_Text to read_:

Even for the jaded grouch in the fourth row (me), there were some genuinely entertaining moments in the show, including Perry's Elvis impersonation and his encore as The King from one of the balcony boxes; the honky-tonk "One More Angel in Heaven"; a hoedown number by the brothers breaking the news of Joseph's "death" to their dad; and the "Benjamin Calypso," a delightfully bizarre calypso number from the brothers.

Praise also goes to the band, directed by Sean Kana, which did true justice to Lloyd Webber's potpourri of a musical score; Kelly James Tighe, who used, among other things, racks of clothes, parachutes and an inflatable Sphinx to give the set a different look; and director Jennifer Perry, who made a concerted effort to give the popular musical a somewhat different vibe.

In addition to the regular cast, Perry included a number of children in the onstage picture, ostensibly to be told the story of Joseph by musical narrator Estelle Fernandez, who, perhaps because it was opening night, seemed a bit uncomfortable with the conceit.

_Material shown_:
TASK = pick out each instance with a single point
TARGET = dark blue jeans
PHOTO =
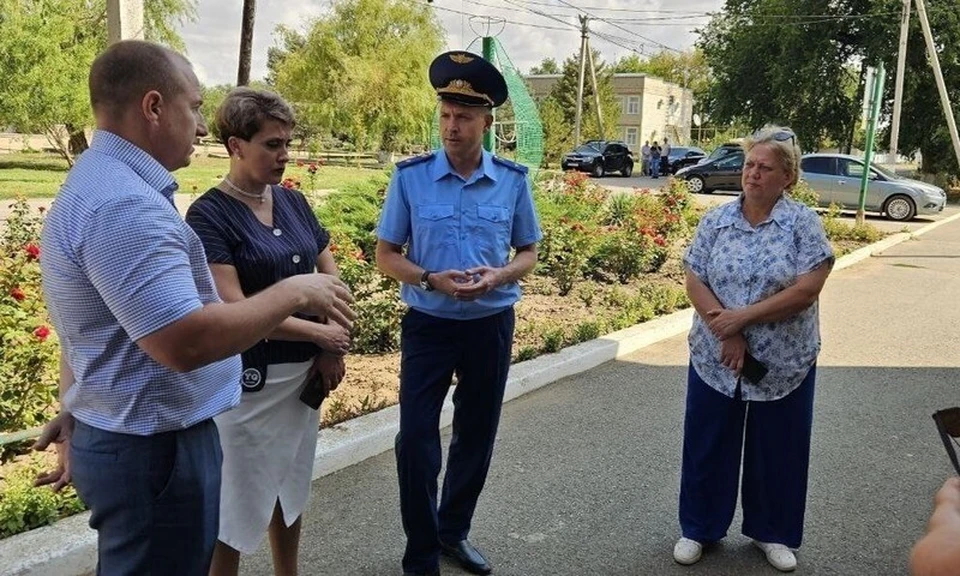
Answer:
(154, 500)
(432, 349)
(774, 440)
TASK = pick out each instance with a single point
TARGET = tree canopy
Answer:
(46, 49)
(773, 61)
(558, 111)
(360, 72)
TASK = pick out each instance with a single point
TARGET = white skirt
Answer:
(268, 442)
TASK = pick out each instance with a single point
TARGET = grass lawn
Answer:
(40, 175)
...
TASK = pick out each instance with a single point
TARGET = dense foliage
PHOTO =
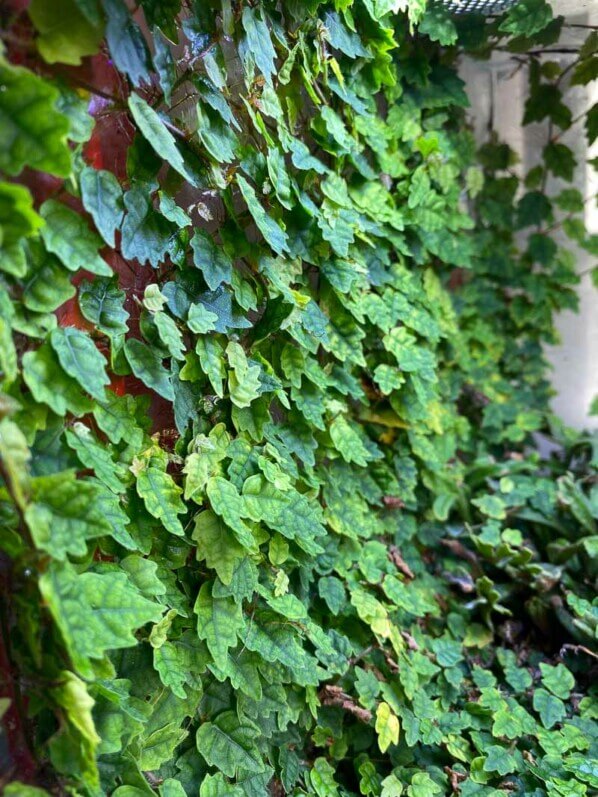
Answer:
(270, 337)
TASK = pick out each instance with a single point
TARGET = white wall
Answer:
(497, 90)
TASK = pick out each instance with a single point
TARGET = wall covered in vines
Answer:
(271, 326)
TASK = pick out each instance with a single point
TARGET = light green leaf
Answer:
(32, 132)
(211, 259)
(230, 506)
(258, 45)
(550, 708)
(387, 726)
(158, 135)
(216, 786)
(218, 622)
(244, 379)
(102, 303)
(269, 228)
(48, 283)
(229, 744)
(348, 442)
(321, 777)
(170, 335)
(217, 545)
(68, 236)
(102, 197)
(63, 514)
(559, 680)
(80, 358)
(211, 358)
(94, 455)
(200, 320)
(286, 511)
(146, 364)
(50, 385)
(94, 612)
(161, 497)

_Requests_:
(a) In the review, who directed the band?
(b) From the review, reproduce the stretch from "Praise also goes" through "somewhat different vibe.".

_Solution list_:
(a) Sean Kana

(b)
Praise also goes to the band, directed by Sean Kana, which did true justice to Lloyd Webber's potpourri of a musical score; Kelly James Tighe, who used, among other things, racks of clothes, parachutes and an inflatable Sphinx to give the set a different look; and director Jennifer Perry, who made a concerted effort to give the popular musical a somewhat different vibe.